* WORK REQUEST *
Continue the account of the Christmas party back-injury claim against Cancer Research UK from the end of its last sentence.

* EXCERPT PROVIDED *
BEGIN

During a Cancer Research UK (CRUK) work Christmas party, Mrs Shelbourne was dancing when another partygoer, Mr Bielik, who had been drinking, tried to pick her up but lost his balance and dropped her, resulting in Mrs Shelbourne suffering a serious back injury. Mr Beilik was a visiting scientist and was not employed by CRUK. Mrs Shelbourne brought a claim against CRUK alleging that they were liable for her injury.
Mrs Shelbourne argued that, given alcohol was being served at the party, CRUK should have: conducted a risk assessment covering all eventualities stemming from inappropriate behaviour by partygoers; provided trained staff to look out for trouble at the party; and required each partygoer to make a written declaration that they would not behave inappropriately.
The Court decided that although CRUK owed Mrs Shelbourne a duty of care, it had not breached it and so was not liable in negligence. CRUK had conducted a risk assessment which took into account the fact that alcohol would be available, and there was no need for them to have gone on to address what might happen if an inebriated person did something untoward on the dance floor. The Judge concluded that a reasonable person would not think it was appropriate to impose the requirements Mrs Shelbourne argued for on the organisers of a work Christmas party or other similar social gathering.

END

* INFORMATION GIVEN *
BEGIN

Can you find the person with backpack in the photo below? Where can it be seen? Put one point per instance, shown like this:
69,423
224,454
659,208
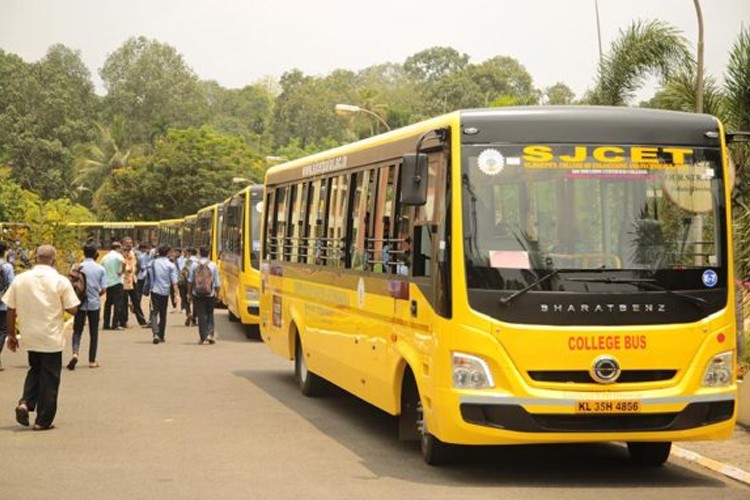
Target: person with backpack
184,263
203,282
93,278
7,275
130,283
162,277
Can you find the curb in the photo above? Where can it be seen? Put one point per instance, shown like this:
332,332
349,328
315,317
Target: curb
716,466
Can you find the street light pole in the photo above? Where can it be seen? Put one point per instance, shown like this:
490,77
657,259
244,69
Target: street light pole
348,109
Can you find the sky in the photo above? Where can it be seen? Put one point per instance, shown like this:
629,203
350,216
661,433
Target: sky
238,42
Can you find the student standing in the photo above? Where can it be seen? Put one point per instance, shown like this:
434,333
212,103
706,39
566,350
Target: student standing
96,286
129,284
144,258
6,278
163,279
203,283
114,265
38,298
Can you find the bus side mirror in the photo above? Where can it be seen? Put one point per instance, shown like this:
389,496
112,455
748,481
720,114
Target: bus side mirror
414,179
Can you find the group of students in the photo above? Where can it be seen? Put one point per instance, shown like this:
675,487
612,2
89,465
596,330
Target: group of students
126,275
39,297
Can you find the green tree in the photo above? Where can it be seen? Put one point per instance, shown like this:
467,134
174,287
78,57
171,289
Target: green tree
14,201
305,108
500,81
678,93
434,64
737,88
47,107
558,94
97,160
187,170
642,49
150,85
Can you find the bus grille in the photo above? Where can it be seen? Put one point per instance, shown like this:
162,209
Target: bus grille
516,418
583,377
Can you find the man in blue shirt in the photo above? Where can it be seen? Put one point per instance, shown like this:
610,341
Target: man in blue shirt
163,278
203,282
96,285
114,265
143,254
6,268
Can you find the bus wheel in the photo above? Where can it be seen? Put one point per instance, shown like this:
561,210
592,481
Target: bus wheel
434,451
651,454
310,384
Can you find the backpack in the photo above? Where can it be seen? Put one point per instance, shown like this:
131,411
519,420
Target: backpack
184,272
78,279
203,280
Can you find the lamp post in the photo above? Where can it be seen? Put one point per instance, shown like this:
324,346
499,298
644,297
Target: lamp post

END
BEGIN

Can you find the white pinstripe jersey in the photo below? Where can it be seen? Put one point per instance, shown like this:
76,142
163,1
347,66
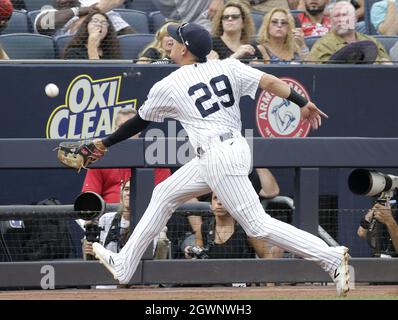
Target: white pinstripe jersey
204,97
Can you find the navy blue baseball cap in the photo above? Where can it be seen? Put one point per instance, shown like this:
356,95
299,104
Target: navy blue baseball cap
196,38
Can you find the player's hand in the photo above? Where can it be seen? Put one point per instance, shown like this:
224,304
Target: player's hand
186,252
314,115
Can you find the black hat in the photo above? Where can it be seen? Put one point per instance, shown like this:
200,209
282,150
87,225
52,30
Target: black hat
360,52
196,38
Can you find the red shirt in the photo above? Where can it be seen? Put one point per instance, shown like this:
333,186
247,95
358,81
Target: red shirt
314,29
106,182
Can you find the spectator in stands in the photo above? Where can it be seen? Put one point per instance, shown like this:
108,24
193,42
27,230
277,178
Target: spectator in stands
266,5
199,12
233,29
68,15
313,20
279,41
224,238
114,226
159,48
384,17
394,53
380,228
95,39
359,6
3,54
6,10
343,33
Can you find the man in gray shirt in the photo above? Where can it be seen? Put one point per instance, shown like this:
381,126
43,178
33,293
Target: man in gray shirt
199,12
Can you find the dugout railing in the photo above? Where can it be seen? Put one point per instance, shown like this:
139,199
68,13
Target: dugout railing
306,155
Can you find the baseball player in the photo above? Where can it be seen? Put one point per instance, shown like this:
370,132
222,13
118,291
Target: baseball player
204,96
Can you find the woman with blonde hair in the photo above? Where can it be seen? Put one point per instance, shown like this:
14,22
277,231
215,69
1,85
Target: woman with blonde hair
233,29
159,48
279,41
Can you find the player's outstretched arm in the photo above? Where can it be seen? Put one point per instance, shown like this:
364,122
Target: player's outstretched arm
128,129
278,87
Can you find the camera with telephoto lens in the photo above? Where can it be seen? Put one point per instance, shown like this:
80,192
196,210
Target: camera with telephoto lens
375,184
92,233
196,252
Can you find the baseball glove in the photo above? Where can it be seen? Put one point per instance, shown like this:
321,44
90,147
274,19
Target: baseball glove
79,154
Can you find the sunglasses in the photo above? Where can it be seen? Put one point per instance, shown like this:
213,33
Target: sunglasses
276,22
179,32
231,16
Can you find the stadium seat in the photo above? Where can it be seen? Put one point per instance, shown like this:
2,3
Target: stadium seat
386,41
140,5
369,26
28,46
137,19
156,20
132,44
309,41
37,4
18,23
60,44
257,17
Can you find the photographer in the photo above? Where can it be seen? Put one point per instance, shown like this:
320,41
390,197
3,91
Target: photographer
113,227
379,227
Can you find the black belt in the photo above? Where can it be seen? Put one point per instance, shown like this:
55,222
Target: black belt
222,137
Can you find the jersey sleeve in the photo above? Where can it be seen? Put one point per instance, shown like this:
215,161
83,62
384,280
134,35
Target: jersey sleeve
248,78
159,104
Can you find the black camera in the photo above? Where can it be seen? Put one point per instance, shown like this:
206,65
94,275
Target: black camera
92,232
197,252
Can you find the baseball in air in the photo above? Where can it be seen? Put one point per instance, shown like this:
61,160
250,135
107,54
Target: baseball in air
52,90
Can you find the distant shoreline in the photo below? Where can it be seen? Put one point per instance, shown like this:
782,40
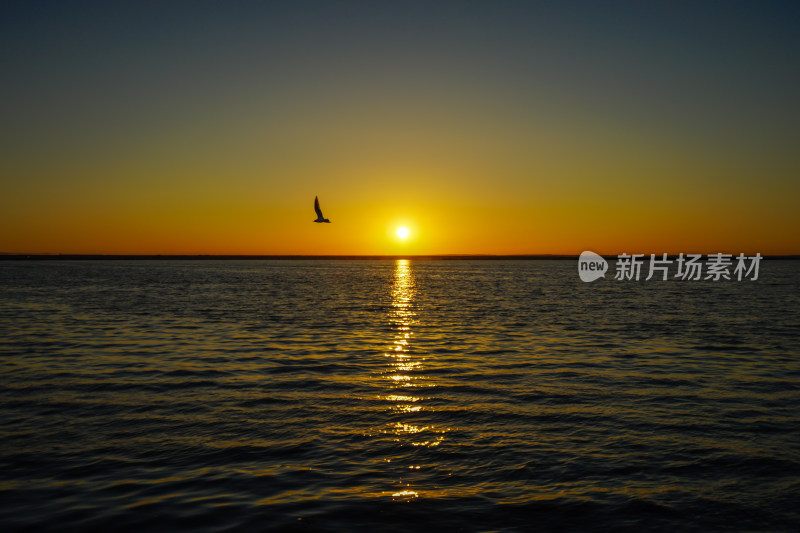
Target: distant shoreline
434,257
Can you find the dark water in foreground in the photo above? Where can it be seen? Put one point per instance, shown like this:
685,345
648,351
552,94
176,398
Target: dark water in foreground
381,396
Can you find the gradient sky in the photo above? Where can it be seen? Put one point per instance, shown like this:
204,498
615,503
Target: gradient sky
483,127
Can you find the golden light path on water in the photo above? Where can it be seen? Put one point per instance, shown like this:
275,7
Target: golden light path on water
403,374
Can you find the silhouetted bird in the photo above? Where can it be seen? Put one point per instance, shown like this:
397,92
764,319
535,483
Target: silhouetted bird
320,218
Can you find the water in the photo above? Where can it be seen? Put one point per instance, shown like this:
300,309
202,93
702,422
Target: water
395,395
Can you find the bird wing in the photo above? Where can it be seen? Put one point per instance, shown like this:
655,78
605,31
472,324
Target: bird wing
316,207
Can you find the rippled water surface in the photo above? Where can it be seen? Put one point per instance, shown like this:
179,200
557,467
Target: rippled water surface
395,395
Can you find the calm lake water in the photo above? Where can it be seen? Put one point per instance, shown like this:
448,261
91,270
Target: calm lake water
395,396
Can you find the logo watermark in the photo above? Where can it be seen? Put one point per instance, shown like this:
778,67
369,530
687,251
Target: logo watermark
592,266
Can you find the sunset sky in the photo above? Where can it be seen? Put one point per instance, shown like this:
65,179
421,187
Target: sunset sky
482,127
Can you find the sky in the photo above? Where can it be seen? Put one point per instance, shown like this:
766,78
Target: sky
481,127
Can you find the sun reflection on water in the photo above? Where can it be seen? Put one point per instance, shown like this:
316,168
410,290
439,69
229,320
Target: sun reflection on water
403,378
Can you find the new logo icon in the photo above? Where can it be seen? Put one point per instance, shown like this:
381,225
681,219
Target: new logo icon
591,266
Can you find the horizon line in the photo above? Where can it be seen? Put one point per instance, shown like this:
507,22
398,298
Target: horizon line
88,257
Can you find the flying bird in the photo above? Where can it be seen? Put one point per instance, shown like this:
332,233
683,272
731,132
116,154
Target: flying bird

END

* WRITTEN RESPONSE *
It also decided that CRUK was not vicariously liable for Mr Bielik’s actions because his behaviour was outside the “field of activities” entrusted to him as a visiting scientist and was not sufficiently connected with his conduct at the party so as to make CRUK vicariously liable.
Employers and their liability insurers will likely welcome the court’s decision in this case, particularly because it comes after recent UK decisions where vicarious liability was imposed on an employer after its Managing Director assaulted an employee at an unscheduled “drinking session” after a work Christmas party, and on another employer after a rogue employee committed a serious data breach (please see our previous update which covers these cases). [https://www.clydeco.com/blog/the-hive/preview/uk-cable-current-awareness-bulletin-november-2018]
The decision in this case illustrates that vicarious liability cases are fact-sensitive. Here there had not been previous incidents of inappropriate behaviour caused or contributed to by alcohol at work parties and no one had complained about Mr Bielik’s behaviour before the incident. It was reasonable for the employer’s risk assessment and organisation of the party to be informed by what had, or had not, happened in the past. If CRUK had a history of issues arising at their social occasions, the Court’s decision might have been different.